*** Task data

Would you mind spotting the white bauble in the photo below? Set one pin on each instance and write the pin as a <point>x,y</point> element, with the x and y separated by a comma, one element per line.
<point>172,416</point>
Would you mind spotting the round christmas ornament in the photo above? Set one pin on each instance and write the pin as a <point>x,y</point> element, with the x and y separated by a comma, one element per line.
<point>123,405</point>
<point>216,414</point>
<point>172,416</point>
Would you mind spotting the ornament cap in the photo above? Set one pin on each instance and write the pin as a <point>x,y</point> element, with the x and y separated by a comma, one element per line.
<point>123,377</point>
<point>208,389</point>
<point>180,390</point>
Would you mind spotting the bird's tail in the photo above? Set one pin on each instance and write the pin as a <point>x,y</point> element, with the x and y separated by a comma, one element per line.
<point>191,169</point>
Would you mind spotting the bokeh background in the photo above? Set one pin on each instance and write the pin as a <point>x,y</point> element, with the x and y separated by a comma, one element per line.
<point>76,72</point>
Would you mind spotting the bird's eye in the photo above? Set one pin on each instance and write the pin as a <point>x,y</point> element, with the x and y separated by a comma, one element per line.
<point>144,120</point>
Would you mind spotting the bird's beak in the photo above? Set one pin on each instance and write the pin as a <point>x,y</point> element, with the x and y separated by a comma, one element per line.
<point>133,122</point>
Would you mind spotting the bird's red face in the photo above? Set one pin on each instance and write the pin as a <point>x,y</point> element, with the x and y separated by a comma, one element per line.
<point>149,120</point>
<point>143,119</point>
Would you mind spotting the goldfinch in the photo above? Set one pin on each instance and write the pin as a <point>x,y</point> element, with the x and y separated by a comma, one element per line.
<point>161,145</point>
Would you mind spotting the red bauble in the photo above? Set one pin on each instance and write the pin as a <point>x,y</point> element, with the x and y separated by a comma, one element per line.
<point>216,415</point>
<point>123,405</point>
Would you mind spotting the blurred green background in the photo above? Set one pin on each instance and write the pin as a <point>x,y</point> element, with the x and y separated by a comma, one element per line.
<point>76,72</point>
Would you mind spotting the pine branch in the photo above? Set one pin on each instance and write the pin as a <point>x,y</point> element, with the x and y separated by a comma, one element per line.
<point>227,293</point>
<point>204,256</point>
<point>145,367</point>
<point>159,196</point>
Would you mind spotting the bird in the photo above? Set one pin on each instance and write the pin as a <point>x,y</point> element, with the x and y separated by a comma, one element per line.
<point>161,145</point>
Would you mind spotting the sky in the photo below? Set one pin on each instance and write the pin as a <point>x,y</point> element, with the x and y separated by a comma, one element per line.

******

Task details —
Update the entries above by changing every "instance" to "occurrence", with everything else left unchanged.

Output for this task —
Would you mind spotting the white bauble in the photo below? Set one pin on each occurrence and write the pin as a <point>x,y</point> element, with the x and y separated by a comma, one element per line.
<point>172,416</point>
Would you mind spotting the round christmas ornament in the photo above? Set one pin on each occurrence and write the pin as a <point>x,y</point> element, with the x and y separated by a comma, one element per line.
<point>123,405</point>
<point>216,414</point>
<point>172,416</point>
Would you mind spotting the ornament cap in the photo above? Set one pin on each occurrence and write the pin as a <point>x,y</point> element, with the x and y separated by a comma, one element per line.
<point>123,377</point>
<point>208,389</point>
<point>180,390</point>
Would you mind spotting the bird's tail in the photo above? Set one pin on each occurrence and write the pin as a <point>x,y</point> element, with the x and y separated by a comma, one element per line.
<point>191,169</point>
Would you mind spotting the bokeh background in the photo above? Set one pin on each occurrence and write the pin as a <point>x,y</point> element, with the x and y separated by a comma, one element per line.
<point>76,72</point>
Would you mind spotting the bird's eye in the photo above? Set one pin on each occurrence and write the pin as a <point>x,y</point> element, with the x and y separated by a comma, one element per line.
<point>144,120</point>
Would you mind spotting the bird's beak in the photo above? Set one pin on each occurrence and write the pin as a <point>x,y</point> element, with the x and y separated by a comma, one element per line.
<point>133,122</point>
Would you mind spotting the bird's red face in the photo above? Set one pin on each occurrence and write the pin as a <point>x,y</point> element, with the x and y separated by a comma, one element per line.
<point>149,120</point>
<point>143,119</point>
Would you mind spotting the goldfinch in the photo above? Set one pin on each occurrence and write the pin as a <point>x,y</point> element, with the x and y separated by a comma, one element per line.
<point>161,145</point>
Would you mind spotting the red bauble in the photo above? Set one pin on each occurrence and write the pin as a <point>x,y</point> element, with the x and y separated by a comma, one element per line.
<point>216,415</point>
<point>123,405</point>
Would you mind spotting the blurred green background in the photo above? Set one pin on each occurrence and write the pin as a <point>x,y</point> element, with the x and y separated by a comma, one element per line.
<point>76,72</point>
Would you mind spotting the pine branch in the photo above? Set one pin on each occurrence and write the pin as a <point>x,y</point> element, with the x and y separated by a comma, one element per line.
<point>227,293</point>
<point>204,256</point>
<point>145,367</point>
<point>159,196</point>
Would you mind spotting the bird in the photo above? Set one pin on each occurrence and write the pin as a <point>x,y</point> element, with the x and y separated by a comma, one element per line.
<point>161,145</point>
Would you mind spotting the sky in the photo below? Set one pin on each occurrence and write the pin as a <point>x,y</point> element, with the x and y separated by a comma, one element per line.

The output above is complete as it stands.